→ Exercises:
a) Answer these questions using the Vedika Savalani interview:
(i) In what country was Vedika Savalani born?
(ii) Which designer has she always looked up to?
(iii) What is her dream job further down the line?
b) Rewrite the stretch of the Vedika Savalani interview from "What is your" through "team at A24.", putting "film studio" in place of "production company".

Designing is not just about the visuals and aesthetics but is a way to engage with people and share a story.

Vedika Savalani

Tell us about yourself and your work.

The question of where I’m from has a complicated answer. I am Indian, but I was born in Taiwan and grew up in China where I went to an American high school. My entire life I have been surrounded by different cultures and stories that have creatively inspired me from a young age. When I grew older I fell into the world of design and never looked back. But storytelling was my first love.

My favorite thing to do when I was a kid was to go to the movies. It may seem simple, but living in the great firewall of China came with its challenges. I loved going to the movies because of what it showed me through storytelling. I was introduced to new worlds, perspectives, and possibilities. As a designer, I try to create a narrative in my work that best engages the audience and fulfills the purpose of the design.

One of my first professors at SCAD always reiterated that designing is not just a creative outlet but also a service. And I didn’t truly understand why till recently. At the start of the pandemic, I was diagnosed with leukemia. I have now completed treatment and am in remission. However, through that experience I learned that designing is not just about the visuals and aesthetics but is a way to engage with people and share a story.

What agency or designer inspires you?

Emily Oberman is a designer I have always looked up to. When I first learned about Pentagram, I found a talk she did about how all good design has a level of wit. And that is something I try to take with me whenever I am creating anything. It reminds me to have intention behind everything and not to take things too seriously. Which helps with life in general as well.

What is your ideal job at the end of school?

Design and film are two things I would love to continue to do outside of school. Right now, I would love to find an opportunity that lends itself to both. Whether it’s working at an agency that specializes in film marketing or on the design team at a production company. However, my dream job further down the line would be to work on the film marketing team at A24.

How do you deal with creative blocks?

→ Entries supplied:
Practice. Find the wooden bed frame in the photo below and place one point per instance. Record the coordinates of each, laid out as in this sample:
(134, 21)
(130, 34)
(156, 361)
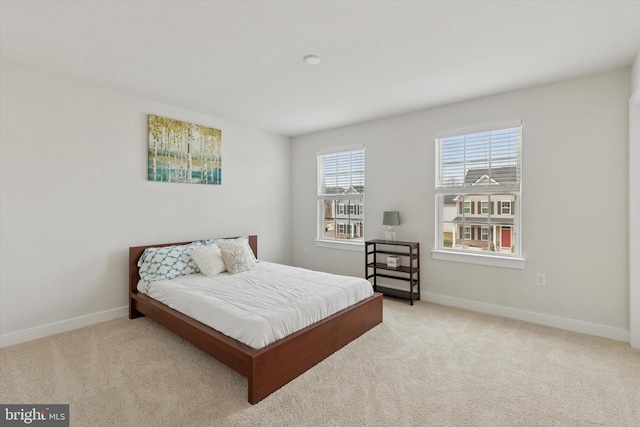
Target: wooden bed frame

→ Answers:
a)
(i) Taiwan
(ii) Emily Oberman
(iii) Working on the film marketing team at A24

b)
What is your ideal job at the end of school?

Design and film are two things I would love to continue to do outside of school. Right now, I would love to find an opportunity that lends itself to both. Whether it’s working at an agency that specializes in film marketing or on the design team at a film studio. However, my dream job further down the line would be to work on the film marketing team at A24.